▶ Texte proposé:
╭──

Figure : Martinez Zogo : victime de la fatwa obscure

L’animateur de Radio avait fait de la dénonciation des dérives des hautes personnalités son crédo, et ne mettait pas des gangs quand il fallait mettre à nu certaines pratiques prévaricatrices. Il a été abattu en plein vol, dans des conditions atroce, alors qu’il avait ouvert le dossier des détournements des lignes 65 et 94 du budget de l’Etat.

Le 14 février 1989, le guide suprême de la révolution islamique iranienne, l’ayatollah Khomeiny, lance sa « fatwa » (décret religieux) appelant tous les musulmans à tuer Salman Rushdie, un écrivain américano-britannique d’origine indienne, auteur des « Versets sataniques » roman publié en 1988, jugé blasphématoire et irrévérencieux. Dans l’islam, une fatwa est émise à la demande d’un individu ou d’un juge pour régler un problème sur lequel la jurisprudence islamique n’est pas claire. Le vendredi 12 août 2022, alors qu’il s’apprête à prendre la parole lors d’une conférence dans la ville de Chautauqua dans l’État de New York), aux États-Unis, Salman Rushdie est agressé et poignardé d’au moins 15 coups de couteau au cou et à l’abdomen. Il est transporté en hélicoptère vers un hôpital où il a pu être sauvé. Si la fatwa contre Salman Rushdie n’a pas encore abouti à son élimination 34 ans après, celle contre Martinez Zogo a été expéditive. Le journaliste camerounais qui dénonçait dans ses dernières émissions les détournements astronomiques des deniers publics, a été jugé et condamné sans appel à la mort atroce le 17 janvier 2023.

╰──

▶ Matériel fourni:
╭──

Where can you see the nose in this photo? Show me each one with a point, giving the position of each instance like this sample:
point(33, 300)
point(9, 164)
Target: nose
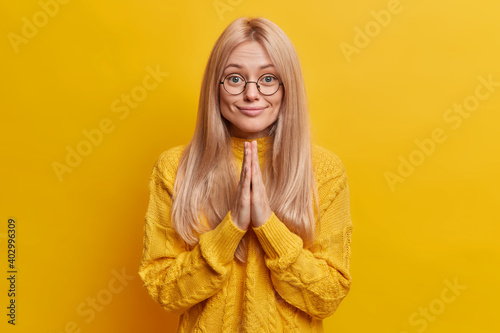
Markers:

╰──

▶ Exercices proposés:
A: Répondez à ces questions d'après l'article sur Martinez Zogo :
(i) Quelles lignes du budget de l'État concernait le dossier de détournements ouvert par l'animateur ?
(ii) En quelle année le roman « Versets sataniques » a-t-il été publié ?
(iii) À quelle date Martinez Zogo a-t-il été jugé et condamné à mort ?
B: Recopiez le passage de l'article sur Martinez Zogo compris entre « L’animateur de Radio » et « budget de l’Etat. », bornes incluses.

▶ Corrigé des exercices:
A:
(i) Les lignes 65 et 94.
(ii) En 1988.
(iii) Le 17 janvier 2023.

B:
L’animateur de Radio avait fait de la dénonciation des dérives des hautes personnalités son crédo, et ne mettait pas des gangs quand il fallait mettre à nu certaines pratiques prévaricatrices. Il a été abattu en plein vol, dans des conditions atroce, alors qu’il avait ouvert le dossier des détournements des lignes 65 et 94 du budget de l’Etat.